** Opening Available data block **

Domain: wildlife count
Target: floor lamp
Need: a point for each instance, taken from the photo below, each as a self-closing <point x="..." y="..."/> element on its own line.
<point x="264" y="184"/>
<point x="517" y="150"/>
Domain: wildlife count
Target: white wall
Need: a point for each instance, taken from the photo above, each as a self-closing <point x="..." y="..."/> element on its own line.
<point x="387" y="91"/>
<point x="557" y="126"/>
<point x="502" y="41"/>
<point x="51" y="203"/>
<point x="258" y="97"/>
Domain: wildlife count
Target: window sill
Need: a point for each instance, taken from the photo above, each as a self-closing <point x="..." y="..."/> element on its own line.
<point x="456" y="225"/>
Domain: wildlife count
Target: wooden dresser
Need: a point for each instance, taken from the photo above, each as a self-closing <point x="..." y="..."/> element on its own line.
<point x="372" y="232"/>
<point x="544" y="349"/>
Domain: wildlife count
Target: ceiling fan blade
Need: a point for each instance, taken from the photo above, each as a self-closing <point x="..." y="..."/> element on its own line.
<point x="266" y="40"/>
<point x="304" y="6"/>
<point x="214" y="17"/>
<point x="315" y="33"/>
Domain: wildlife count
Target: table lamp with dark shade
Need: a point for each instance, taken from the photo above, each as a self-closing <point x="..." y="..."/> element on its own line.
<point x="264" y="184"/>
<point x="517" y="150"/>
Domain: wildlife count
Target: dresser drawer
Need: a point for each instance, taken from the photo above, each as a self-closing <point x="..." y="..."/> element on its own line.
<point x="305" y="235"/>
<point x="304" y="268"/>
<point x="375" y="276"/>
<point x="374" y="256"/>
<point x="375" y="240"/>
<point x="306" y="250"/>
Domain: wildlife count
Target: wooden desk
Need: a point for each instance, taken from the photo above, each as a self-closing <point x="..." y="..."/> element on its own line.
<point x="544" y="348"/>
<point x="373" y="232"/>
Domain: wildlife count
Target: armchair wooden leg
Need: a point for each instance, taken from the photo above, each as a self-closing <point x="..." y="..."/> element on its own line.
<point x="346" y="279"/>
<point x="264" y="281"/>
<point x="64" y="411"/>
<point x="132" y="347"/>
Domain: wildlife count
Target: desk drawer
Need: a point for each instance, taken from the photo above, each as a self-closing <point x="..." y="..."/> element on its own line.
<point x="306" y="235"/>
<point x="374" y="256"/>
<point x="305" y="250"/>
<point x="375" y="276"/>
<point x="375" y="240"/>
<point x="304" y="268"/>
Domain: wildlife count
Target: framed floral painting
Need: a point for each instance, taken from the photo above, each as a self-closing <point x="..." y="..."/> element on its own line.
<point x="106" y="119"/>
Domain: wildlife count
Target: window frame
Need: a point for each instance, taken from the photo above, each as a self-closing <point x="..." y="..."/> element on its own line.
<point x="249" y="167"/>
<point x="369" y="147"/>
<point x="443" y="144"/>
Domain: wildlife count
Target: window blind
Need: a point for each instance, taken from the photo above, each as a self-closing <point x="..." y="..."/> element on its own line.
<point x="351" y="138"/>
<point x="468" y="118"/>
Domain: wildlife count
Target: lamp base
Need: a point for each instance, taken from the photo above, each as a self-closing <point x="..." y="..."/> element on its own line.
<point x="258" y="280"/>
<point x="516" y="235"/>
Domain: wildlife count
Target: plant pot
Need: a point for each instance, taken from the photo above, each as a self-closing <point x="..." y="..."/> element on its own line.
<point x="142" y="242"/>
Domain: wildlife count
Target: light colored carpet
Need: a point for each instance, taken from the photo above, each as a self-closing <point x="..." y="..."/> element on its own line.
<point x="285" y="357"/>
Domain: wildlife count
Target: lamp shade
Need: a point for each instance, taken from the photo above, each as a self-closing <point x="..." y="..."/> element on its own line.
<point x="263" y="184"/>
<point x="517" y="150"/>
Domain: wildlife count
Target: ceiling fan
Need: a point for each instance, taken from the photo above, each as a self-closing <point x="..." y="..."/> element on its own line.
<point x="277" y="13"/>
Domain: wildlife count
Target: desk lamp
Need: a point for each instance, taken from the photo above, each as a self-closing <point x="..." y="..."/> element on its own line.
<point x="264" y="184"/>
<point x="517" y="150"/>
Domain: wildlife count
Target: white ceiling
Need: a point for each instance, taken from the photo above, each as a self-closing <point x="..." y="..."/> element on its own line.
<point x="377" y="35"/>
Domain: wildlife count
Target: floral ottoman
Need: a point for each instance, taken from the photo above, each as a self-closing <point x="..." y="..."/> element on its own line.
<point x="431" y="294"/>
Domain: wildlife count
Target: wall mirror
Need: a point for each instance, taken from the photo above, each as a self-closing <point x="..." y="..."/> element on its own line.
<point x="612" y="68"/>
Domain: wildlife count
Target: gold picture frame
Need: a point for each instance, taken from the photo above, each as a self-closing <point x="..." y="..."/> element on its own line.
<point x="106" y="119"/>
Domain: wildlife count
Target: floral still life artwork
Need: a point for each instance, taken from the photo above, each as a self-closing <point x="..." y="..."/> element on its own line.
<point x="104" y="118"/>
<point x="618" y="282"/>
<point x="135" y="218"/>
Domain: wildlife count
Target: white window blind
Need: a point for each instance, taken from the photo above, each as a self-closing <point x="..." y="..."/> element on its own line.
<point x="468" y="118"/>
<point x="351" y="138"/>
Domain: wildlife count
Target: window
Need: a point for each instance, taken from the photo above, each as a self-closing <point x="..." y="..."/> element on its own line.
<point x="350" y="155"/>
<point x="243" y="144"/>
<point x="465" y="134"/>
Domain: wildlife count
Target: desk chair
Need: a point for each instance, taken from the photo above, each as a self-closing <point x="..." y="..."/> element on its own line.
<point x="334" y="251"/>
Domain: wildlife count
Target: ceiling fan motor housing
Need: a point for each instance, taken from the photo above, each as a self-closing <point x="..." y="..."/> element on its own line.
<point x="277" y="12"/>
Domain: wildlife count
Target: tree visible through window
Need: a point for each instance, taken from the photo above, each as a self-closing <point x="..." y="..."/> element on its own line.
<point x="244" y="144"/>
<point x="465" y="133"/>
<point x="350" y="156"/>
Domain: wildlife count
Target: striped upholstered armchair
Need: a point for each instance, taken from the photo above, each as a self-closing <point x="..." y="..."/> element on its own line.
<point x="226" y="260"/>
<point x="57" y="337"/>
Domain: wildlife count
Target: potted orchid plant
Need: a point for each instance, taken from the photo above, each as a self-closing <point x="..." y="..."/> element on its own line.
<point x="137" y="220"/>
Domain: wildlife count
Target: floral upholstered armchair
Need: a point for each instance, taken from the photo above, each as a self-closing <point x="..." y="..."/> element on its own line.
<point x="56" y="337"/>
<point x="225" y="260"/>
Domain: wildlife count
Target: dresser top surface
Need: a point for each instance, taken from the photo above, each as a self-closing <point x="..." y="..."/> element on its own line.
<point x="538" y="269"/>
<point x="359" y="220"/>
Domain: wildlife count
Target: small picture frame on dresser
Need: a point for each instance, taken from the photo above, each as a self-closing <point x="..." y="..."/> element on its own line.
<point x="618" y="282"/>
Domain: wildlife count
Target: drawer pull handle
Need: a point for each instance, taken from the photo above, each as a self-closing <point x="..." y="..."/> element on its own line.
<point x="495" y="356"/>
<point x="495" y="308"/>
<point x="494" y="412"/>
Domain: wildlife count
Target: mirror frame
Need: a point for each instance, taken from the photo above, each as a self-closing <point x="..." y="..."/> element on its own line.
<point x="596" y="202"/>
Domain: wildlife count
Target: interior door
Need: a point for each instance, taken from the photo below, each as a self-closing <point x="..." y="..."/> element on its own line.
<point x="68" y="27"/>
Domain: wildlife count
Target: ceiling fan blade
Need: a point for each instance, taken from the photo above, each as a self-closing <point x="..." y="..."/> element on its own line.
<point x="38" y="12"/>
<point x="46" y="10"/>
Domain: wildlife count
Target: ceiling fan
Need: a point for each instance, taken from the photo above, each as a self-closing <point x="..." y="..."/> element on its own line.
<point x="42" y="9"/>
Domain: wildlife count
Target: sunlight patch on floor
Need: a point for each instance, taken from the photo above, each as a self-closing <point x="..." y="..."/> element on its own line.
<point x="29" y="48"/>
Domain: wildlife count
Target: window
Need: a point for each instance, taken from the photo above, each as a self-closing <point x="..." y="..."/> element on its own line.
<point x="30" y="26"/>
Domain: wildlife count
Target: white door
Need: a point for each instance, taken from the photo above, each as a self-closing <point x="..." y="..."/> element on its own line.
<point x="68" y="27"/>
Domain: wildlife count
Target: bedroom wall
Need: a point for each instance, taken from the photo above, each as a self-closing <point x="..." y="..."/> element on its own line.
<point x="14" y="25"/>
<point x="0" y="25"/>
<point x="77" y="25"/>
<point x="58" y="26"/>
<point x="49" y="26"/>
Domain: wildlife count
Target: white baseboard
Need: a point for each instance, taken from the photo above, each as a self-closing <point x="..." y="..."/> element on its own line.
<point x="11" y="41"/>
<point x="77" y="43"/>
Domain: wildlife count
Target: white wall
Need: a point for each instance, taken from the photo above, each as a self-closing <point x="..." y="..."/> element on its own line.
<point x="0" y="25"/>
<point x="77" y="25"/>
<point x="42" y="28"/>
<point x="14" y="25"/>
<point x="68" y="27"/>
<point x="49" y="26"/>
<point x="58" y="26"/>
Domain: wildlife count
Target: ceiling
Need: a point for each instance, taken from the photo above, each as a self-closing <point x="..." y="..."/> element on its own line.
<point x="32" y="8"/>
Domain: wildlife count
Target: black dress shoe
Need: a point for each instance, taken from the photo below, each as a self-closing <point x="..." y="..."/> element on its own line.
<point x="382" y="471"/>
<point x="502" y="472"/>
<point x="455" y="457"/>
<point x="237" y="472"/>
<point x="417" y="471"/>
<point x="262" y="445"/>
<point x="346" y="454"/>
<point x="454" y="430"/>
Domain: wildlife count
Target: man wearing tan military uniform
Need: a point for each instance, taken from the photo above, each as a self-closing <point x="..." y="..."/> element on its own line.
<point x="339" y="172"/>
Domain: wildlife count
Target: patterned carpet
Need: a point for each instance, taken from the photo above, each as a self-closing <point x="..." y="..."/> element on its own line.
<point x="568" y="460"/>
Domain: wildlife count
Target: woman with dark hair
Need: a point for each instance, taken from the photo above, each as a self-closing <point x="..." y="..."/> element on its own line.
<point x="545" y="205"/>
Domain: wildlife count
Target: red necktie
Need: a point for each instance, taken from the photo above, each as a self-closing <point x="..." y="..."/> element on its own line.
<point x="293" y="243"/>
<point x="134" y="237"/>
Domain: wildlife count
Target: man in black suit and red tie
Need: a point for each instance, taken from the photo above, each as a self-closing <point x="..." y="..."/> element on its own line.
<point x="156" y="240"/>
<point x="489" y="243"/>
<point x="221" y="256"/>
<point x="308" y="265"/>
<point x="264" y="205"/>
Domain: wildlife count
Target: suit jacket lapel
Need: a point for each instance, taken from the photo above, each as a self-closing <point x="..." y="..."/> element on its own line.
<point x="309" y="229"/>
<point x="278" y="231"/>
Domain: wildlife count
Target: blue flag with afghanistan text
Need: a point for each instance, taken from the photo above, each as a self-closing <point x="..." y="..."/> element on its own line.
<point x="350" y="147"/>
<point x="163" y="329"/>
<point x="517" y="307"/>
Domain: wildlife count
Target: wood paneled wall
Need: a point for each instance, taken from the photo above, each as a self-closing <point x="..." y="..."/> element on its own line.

** Closing Available data block **

Repeat only what lies between the first line of the data and the line containing "Target: armchair wooden leg", both of those lines included, exactly as it stands.

Domain: wildlife count
Target: floor lamp
Need: a point for each instance, taken from the photo below, each as a self-closing <point x="..." y="..."/> element on its own line.
<point x="264" y="184"/>
<point x="517" y="150"/>
Domain: wildlife count
Target: white wall
Need: a point for each instance, taken from the photo above, each as a self-closing <point x="..." y="..."/> element on its own line.
<point x="387" y="91"/>
<point x="557" y="126"/>
<point x="502" y="41"/>
<point x="51" y="203"/>
<point x="258" y="97"/>
Domain: wildlife count
Target: window sill
Need: a point for each instance, taken from the photo above, each as a self-closing <point x="..." y="..."/> element on its own line.
<point x="456" y="225"/>
Domain: wildlife count
Target: wooden dresser
Need: a point for each instance, taken from the photo above, each as a self-closing <point x="..." y="..."/> element on its own line.
<point x="372" y="232"/>
<point x="544" y="349"/>
Domain: wildlife count
Target: ceiling fan blade
Need: a point for each instance, taken from the photo above, each as a self-closing <point x="..." y="..."/> element on its own line.
<point x="266" y="40"/>
<point x="304" y="6"/>
<point x="214" y="17"/>
<point x="315" y="33"/>
Domain: wildlife count
Target: table lamp with dark shade
Need: a point for each instance, taken from the photo above, each as a self-closing <point x="..." y="..."/> element on its own line.
<point x="264" y="184"/>
<point x="517" y="150"/>
Domain: wildlife count
Target: dresser drawer
Need: a point for each instance, taken from the photo above, each as a self-closing <point x="..." y="..."/> element on its own line.
<point x="305" y="235"/>
<point x="304" y="268"/>
<point x="375" y="276"/>
<point x="374" y="256"/>
<point x="375" y="240"/>
<point x="306" y="250"/>
Domain: wildlife count
Target: wooden desk
Need: a point for each instance, taken from the photo above, each as a self-closing <point x="..." y="..."/> element on its own line.
<point x="544" y="348"/>
<point x="373" y="232"/>
Domain: wildlife count
Target: armchair wooden leg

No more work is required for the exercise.